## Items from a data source

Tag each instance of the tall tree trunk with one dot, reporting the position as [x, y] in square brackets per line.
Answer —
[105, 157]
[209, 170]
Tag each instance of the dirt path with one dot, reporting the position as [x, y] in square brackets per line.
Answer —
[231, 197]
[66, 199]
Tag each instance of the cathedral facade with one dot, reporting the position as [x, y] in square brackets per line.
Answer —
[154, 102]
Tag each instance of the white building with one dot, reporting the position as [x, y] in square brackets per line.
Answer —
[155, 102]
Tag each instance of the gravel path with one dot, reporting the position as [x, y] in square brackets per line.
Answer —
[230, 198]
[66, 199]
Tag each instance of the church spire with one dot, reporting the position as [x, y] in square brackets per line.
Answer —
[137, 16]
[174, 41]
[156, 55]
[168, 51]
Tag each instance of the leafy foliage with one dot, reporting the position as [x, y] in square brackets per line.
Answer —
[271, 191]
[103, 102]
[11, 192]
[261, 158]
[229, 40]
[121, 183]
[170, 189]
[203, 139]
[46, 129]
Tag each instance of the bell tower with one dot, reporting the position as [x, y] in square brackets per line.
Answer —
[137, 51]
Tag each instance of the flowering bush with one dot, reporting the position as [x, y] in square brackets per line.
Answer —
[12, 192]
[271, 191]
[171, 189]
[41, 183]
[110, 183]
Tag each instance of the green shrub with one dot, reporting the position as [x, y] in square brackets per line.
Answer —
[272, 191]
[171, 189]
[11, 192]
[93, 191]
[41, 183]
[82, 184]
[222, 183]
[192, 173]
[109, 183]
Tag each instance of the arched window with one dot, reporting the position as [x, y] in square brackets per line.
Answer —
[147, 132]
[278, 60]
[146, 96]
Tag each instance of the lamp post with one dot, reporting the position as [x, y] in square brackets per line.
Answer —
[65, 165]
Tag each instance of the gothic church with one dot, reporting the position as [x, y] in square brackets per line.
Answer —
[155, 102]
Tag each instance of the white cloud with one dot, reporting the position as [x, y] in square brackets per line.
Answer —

## Problem to work on
Print the entries once more, identical in every line.

## Solved exercise
Tag each instance of the tall tree trunk with one dot, reporting the position as [x, y] in square brackets per line.
Answer —
[105, 157]
[209, 170]
Tag each instance of the dirt path with one dot, reporting the position as [x, y] in square brackets per line.
Answer —
[231, 197]
[66, 199]
Tag each instance of the cathedral facade with one dot, reporting the position as [x, y] in square brackets per line.
Answer —
[154, 102]
Tag each instance of the white building with one dot, reporting the position as [x, y] in square brackets per line.
Answer —
[155, 102]
Tag each instance of the gravel path with one dot, reporting the position as [x, y] in square brackets per line.
Answer —
[230, 198]
[66, 199]
Tag each instance of the church spire with one dot, reporting the position as [x, y] in square brackets per line.
Answer —
[137, 16]
[174, 41]
[156, 55]
[168, 51]
Tag each instance of the leafy foliage with one dot, reporting the position as [x, y] in square brackets per line.
Answer —
[271, 191]
[103, 102]
[11, 192]
[261, 158]
[229, 40]
[121, 183]
[170, 189]
[203, 139]
[46, 129]
Tag each instance of the bell tower with one dot, reporting the position as [x, y] in square brackets per line.
Answer —
[137, 51]
Tag each instance of the flowering bush with one dot, reporting the position as [x, y] in square brackets per line.
Answer —
[12, 192]
[271, 191]
[171, 189]
[41, 183]
[110, 183]
Tag each instance of the green shrub with one dot, reporting the position as [x, y] in square brackets per line.
Answer —
[272, 191]
[171, 189]
[11, 192]
[93, 191]
[41, 183]
[82, 184]
[222, 183]
[192, 173]
[109, 183]
Tag each instance of the arched window with one dot, reporting the position as [x, y] in square brackets per line.
Answer —
[147, 132]
[278, 60]
[146, 96]
Tag each instance of the lamp post with one dot, reporting the position as [x, y] in square brackets per line.
Answer —
[65, 165]
Tag each instance of the gothic church with one dot, reporting the position as [x, y] in square brackets per line.
Answer —
[155, 102]
Tag each instance of the white cloud with one dot, reporting the position as [x, y] in square brackets per line.
Answer —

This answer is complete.